Schauspieler, Techniker, Geräuschemacher

Regisseurin Katie Mitchell ist an sich alles andere als eine Illusionistin. Wenn sie mit ihrem Videodesigner Leo Warner das (seit den Avantgarden) verminte Feld des psychologischen Realismus betritt, dann benutzt sie das Medium des Live-Films. Auf der Leinwand, die das Innenleben eines Sommerhauses überträgt, ist historisch eingekleidetes Seelenleiden in Ingmar-Bergman-Tempo (praktisch zeitlupig) zu bestaunen. Die Bühne aber bevölkern wuselige Techniker: Kameraleute, Synchrongeräuschemacher und die Schauspieler, die ihre Körper für das nächste Close-Up präparieren. So war es in "Wunschkonzert", mit dem Mitchell/Warner zum Theatertreffen 2009 eingeladen wurden. So ist es auch bei ihrer Debütproduktion in Berlin, an der Schaubühne.

_ _ _ _ _ _ _

Aufgabe 1:
Prüfe, ob die Aussagen (a), (b) und (c) mit dem Quellenauszug übereinstimmen. Antworte jeweils mit Ja oder Nein und zitiere die entscheidenden Worte wörtlich.
(a) Katie Mitchell arbeitet mit dem Videodesigner Leo Warner zusammen.
(b) Auf der Bühne sind ausschließlich die Schauspieler zu sehen.
(c) Mit „Wunschkonzert“ wurden Mitchell/Warner zum Theatertreffen 2009 eingeladen.
Aufgabe 2: Fasse den Quellenauszug in zwei Sätzen zusammen.
Das Material stammt aus einer anderen Quelle als der Quellenauszug.

Datenabschnitt:
_ _ _ _ _ _ _

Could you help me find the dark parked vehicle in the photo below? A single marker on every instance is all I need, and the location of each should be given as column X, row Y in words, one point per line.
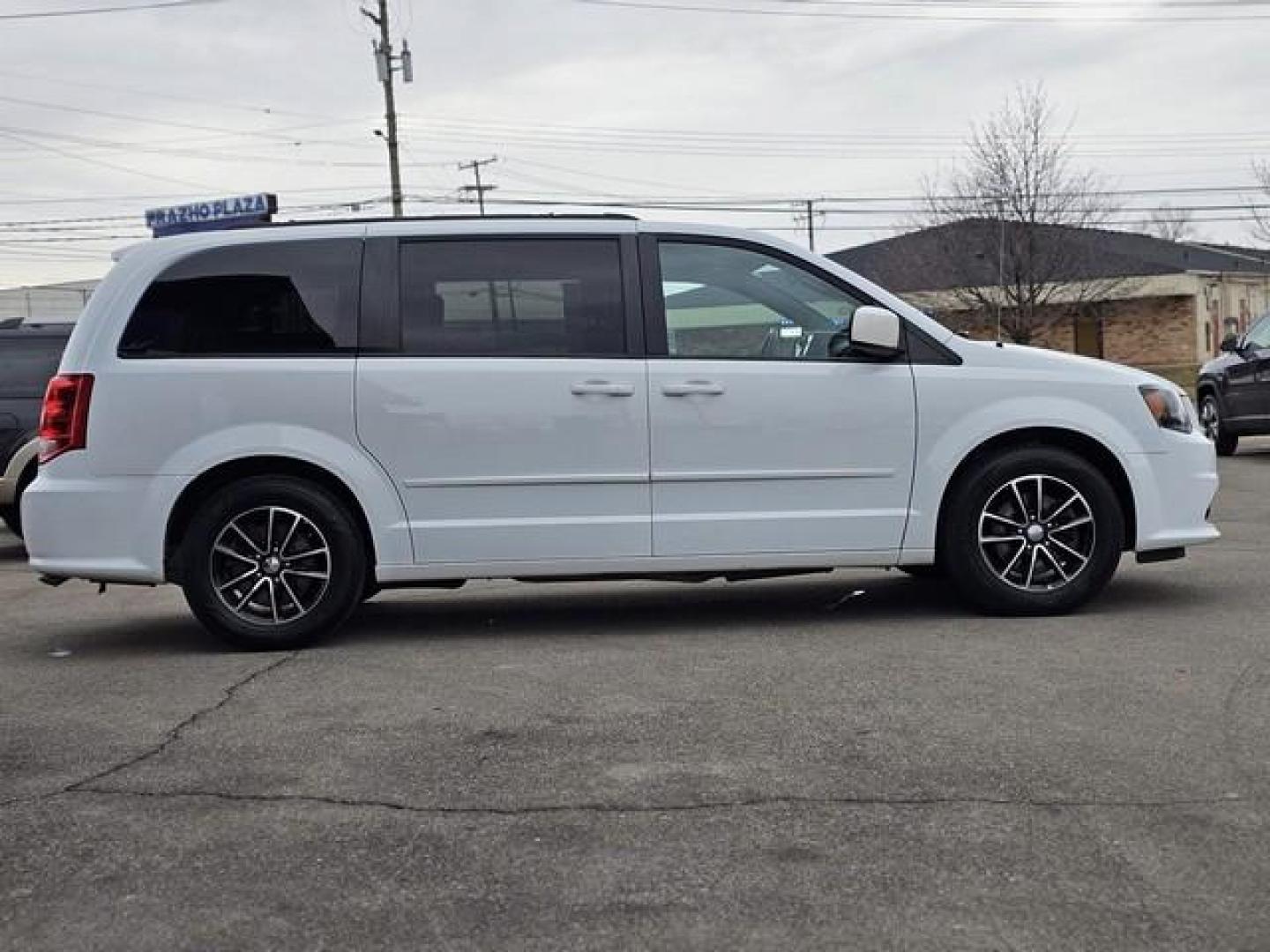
column 1235, row 389
column 28, row 357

_ _ _ _ _ _ _

Antwort 1:
(a) Ja: „mit ihrem Videodesigner Leo Warner“
(b) Nein: „Die Bühne aber bevölkern wuselige Techniker: Kameraleute, Synchrongeräuschemacher und die Schauspieler“
(c) Ja: „So war es in "Wunschkonzert", mit dem Mitchell/Warner zum Theatertreffen 2009 eingeladen wurden.“

Antwort 2: Die Regisseurin Katie Mitchell nutzt mit dem Videodesigner Leo Warner das Medium des Live-Films: Auf der Leinwand ist das Innenleben eines Sommerhauses zu sehen, während Techniker und Schauspieler die Bühne bevölkern. So war es schon in „Wunschkonzert“, mit dem beide zum Theatertreffen 2009 eingeladen wurden, und so ist es auch bei ihrer Debütproduktion in Berlin an der Schaubühne.